● **WHAT YOU HAVE TO DO**
Without the images, set down each entry exactly.

● **DATA RECORDS**
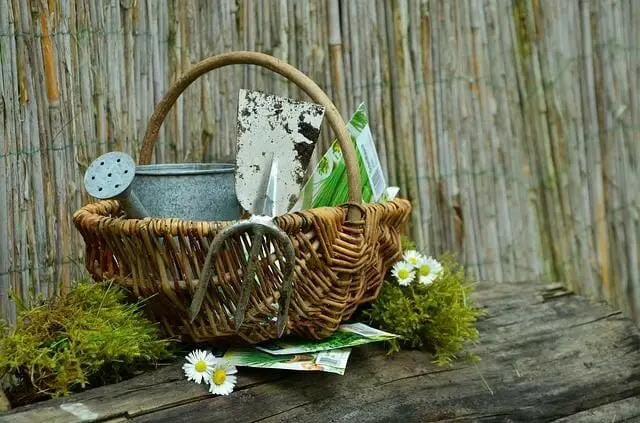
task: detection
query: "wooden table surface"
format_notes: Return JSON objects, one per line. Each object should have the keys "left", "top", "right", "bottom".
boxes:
{"left": 3, "top": 281, "right": 640, "bottom": 423}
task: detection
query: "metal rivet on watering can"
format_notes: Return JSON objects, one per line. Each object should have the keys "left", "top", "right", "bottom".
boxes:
{"left": 83, "top": 151, "right": 150, "bottom": 218}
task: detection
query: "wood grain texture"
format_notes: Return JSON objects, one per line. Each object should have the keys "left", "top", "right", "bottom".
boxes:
{"left": 552, "top": 396, "right": 640, "bottom": 422}
{"left": 3, "top": 281, "right": 639, "bottom": 423}
{"left": 0, "top": 0, "right": 639, "bottom": 324}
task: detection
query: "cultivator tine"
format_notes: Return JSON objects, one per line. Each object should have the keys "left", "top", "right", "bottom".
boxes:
{"left": 233, "top": 226, "right": 265, "bottom": 329}
{"left": 276, "top": 242, "right": 295, "bottom": 338}
{"left": 189, "top": 223, "right": 240, "bottom": 323}
{"left": 275, "top": 233, "right": 295, "bottom": 337}
{"left": 189, "top": 220, "right": 295, "bottom": 338}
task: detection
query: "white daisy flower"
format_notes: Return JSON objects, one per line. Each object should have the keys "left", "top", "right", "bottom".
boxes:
{"left": 392, "top": 261, "right": 415, "bottom": 286}
{"left": 416, "top": 256, "right": 443, "bottom": 285}
{"left": 182, "top": 349, "right": 217, "bottom": 384}
{"left": 208, "top": 360, "right": 238, "bottom": 396}
{"left": 403, "top": 250, "right": 424, "bottom": 268}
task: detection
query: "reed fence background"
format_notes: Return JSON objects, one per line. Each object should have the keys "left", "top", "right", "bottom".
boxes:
{"left": 1, "top": 0, "right": 639, "bottom": 325}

● **ANSWER FOR THIS EXERCISE**
task: detection
query: "wooden table surface"
format_notes: Return JSON objects, one per line. Each object should have the keys "left", "top", "right", "bottom".
boxes:
{"left": 3, "top": 281, "right": 640, "bottom": 423}
task: detection
query: "metal rivet on watering can"
format_notes: Return JSON objects, one per line. Each object should have the keys "left", "top", "right", "bottom".
boxes:
{"left": 83, "top": 151, "right": 150, "bottom": 218}
task: detection
query: "wood grain texture"
format_notes: Return JSON objects, one per line. Each object should have the keys "left", "top", "right", "bottom".
boxes:
{"left": 552, "top": 396, "right": 640, "bottom": 422}
{"left": 3, "top": 281, "right": 639, "bottom": 423}
{"left": 0, "top": 0, "right": 639, "bottom": 324}
task: detection
query: "cultivator tine"
format_notes: Return JSON objects, one per line. Each object should have the keys "left", "top", "right", "bottom".
boxes:
{"left": 233, "top": 226, "right": 265, "bottom": 329}
{"left": 276, "top": 242, "right": 295, "bottom": 338}
{"left": 189, "top": 223, "right": 240, "bottom": 323}
{"left": 275, "top": 233, "right": 295, "bottom": 337}
{"left": 189, "top": 220, "right": 295, "bottom": 338}
task: detection
query: "white daisy flower"
format_notes: Return JSON objects, one per line. Each object should have the keys "left", "top", "right", "bottom".
boxes:
{"left": 392, "top": 261, "right": 415, "bottom": 286}
{"left": 416, "top": 256, "right": 443, "bottom": 285}
{"left": 182, "top": 349, "right": 217, "bottom": 384}
{"left": 208, "top": 360, "right": 238, "bottom": 396}
{"left": 403, "top": 250, "right": 424, "bottom": 268}
task: detection
query: "reed fence background"
format_notes: Return JSON objects, one per line. Each object should have the keys "left", "top", "right", "bottom".
boxes:
{"left": 1, "top": 0, "right": 639, "bottom": 325}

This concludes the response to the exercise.